Task prompt = Rewrite the lines below, substituting "with a marker" for every occurrence of "with a pin" and leaving everything else unchanged.

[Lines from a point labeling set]

--- start ---

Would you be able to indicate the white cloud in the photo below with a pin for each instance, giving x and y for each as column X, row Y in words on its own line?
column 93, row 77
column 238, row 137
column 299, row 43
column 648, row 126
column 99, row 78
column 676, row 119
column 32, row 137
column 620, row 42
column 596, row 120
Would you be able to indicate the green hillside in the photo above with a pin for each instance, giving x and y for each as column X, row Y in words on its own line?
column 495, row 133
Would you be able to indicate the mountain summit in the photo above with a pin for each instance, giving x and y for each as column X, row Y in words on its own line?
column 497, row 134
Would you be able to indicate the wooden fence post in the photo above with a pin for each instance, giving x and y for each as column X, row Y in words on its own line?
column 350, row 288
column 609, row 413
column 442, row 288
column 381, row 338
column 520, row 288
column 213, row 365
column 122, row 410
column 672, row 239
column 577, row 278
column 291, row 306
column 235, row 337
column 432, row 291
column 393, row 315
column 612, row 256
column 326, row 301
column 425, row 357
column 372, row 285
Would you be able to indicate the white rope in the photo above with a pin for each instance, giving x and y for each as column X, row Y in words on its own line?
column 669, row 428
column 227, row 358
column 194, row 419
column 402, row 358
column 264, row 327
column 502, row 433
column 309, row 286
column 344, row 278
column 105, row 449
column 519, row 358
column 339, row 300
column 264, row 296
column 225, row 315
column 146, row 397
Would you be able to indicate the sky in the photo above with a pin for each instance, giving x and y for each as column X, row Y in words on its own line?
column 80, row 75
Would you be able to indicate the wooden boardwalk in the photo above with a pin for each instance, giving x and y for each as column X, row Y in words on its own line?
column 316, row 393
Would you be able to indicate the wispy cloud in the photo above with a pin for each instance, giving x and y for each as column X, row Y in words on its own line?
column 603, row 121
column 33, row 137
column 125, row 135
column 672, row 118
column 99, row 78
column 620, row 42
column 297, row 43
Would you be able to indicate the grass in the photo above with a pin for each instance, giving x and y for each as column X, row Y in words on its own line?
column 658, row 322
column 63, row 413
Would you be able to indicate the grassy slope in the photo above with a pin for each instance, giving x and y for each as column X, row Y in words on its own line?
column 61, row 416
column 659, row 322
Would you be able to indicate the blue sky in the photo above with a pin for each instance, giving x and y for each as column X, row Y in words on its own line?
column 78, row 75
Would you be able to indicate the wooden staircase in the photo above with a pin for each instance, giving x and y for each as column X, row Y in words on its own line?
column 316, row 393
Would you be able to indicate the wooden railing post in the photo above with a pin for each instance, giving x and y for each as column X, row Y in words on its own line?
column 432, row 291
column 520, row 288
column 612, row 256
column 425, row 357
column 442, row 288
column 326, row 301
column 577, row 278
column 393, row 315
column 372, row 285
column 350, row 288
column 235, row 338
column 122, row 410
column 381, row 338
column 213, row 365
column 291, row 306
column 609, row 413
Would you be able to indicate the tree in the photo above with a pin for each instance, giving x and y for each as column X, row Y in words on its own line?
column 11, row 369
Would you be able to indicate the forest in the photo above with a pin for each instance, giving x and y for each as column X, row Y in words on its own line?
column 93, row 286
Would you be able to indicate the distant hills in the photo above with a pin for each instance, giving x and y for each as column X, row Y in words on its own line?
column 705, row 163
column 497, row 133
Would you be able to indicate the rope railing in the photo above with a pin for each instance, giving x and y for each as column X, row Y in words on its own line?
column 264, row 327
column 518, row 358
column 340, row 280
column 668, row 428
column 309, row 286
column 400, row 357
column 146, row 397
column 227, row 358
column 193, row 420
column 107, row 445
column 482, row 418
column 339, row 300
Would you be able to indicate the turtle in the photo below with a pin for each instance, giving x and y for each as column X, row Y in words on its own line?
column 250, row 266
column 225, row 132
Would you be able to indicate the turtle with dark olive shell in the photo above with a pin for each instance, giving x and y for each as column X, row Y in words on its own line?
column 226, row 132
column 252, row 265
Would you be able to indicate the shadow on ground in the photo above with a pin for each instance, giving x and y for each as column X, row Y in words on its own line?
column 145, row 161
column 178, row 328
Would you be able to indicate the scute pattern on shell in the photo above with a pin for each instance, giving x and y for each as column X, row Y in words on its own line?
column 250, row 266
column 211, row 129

--- end ---

Written solution =
Would you be able to indicate the white cloud in the photo below with a marker for each instance, giving x and y for each as column X, row Y in words on its own line?
column 93, row 77
column 238, row 137
column 299, row 43
column 648, row 126
column 99, row 78
column 676, row 119
column 32, row 137
column 620, row 42
column 596, row 120
Would you be able to indicate the green hillside in the photo above with a marker for each instance, giving x and y for each as column X, row Y in words on its own line?
column 495, row 133
Would you be able to indicate the mountain summit in the photo above with a marker for each instance, giving x and y for each as column X, row Y in words on its own line?
column 497, row 134
Would you be able to indicate the wooden fence post in the photo above with a marker for each instance, giving x and y for each as column X, row Y in words on its own line?
column 350, row 288
column 609, row 413
column 442, row 288
column 381, row 338
column 520, row 288
column 213, row 365
column 122, row 410
column 672, row 239
column 577, row 278
column 291, row 306
column 235, row 337
column 432, row 291
column 393, row 315
column 612, row 256
column 326, row 301
column 425, row 357
column 372, row 285
Would you be able to indicate the white rope in the photo above with a marker for each instance, giving x and y for each as column X, row Y in words on its own line?
column 669, row 428
column 227, row 358
column 194, row 419
column 402, row 358
column 264, row 327
column 502, row 433
column 309, row 286
column 344, row 278
column 105, row 449
column 519, row 358
column 339, row 300
column 264, row 296
column 225, row 315
column 146, row 397
Would you be able to indicate the sky in the photo above with a marker for each instance, giving x and y for each as column X, row Y in words on its own line?
column 80, row 75
Would you be able to indicate the wooden boardwalk in the photo above with a marker for each instance, giving x and y for each as column X, row Y in words on its own line?
column 316, row 393
Would you be able to indicate the wispy cloud in the photo above with a marker for each instance, giving x and y for each as column X, row Y in words on its own line?
column 603, row 121
column 33, row 137
column 125, row 135
column 672, row 118
column 99, row 78
column 620, row 42
column 297, row 43
Would you be able to indicate the grass in the photo above with a marker for each instance, giving x and y for each as column X, row Y in words on its own line?
column 658, row 322
column 63, row 413
Would you be able to indicate the grassy slope in the photo above with a marker for each instance, giving x and y for each as column X, row Y in words on its own line?
column 61, row 416
column 659, row 322
Would you be able to indicate the blue sky in the photo above with a marker for each instance, giving x and y for each as column X, row Y in words on its own line?
column 78, row 75
Would you be able to indicate the wooden staircase in the photo above with a marker for each instance, giving x and y for each as column X, row Y in words on its own line?
column 316, row 393
Would you be able to indicate the wooden railing post in the photo above with a marker for each instance, giving x and y for each as column X, row Y in words on its own line?
column 432, row 291
column 520, row 288
column 612, row 256
column 425, row 357
column 442, row 288
column 326, row 301
column 577, row 278
column 393, row 315
column 372, row 285
column 350, row 288
column 235, row 338
column 122, row 410
column 381, row 338
column 213, row 365
column 291, row 306
column 609, row 413
Would you be able to indicate the tree in the photo above with a marker for each instance, giving x and y for each as column X, row Y in words on its own line?
column 11, row 369
Would you be able to indicate the forest in the photo above with a marker for each instance, giving x and y for each as column X, row Y in words on its own line?
column 93, row 286
Would you be able to indicate the distant hills in the photo above with a marker for each instance, giving x and y for each as column X, row Y in words on its own line?
column 705, row 163
column 497, row 133
Would you be able to indicate the rope railing in the photo above with a marker for each instance, giving x and y for each as column X, row Y in words on its own line?
column 264, row 327
column 518, row 358
column 340, row 280
column 668, row 428
column 309, row 286
column 400, row 357
column 146, row 397
column 227, row 358
column 193, row 420
column 107, row 445
column 482, row 418
column 339, row 300
Would you be able to indicate the turtle in the photo below with a marker for each instance, giving x and y for each as column X, row Y in words on its own line?
column 250, row 266
column 225, row 132
Would you be able to indicate the turtle with dark olive shell in the photo above with a marker for each instance, giving x and y for each as column X, row Y in words on its own line?
column 226, row 132
column 252, row 265
Would you be able to indicate the shadow on ground in the photo above with a marker for each instance, giving x and y for each as column X, row Y in words on its own line?
column 145, row 161
column 178, row 328
Would you be able to indicate the scute pattern on shell in the photo above with a marker for each instance, giving x and y for each as column X, row Y in words on its own line?
column 250, row 266
column 211, row 129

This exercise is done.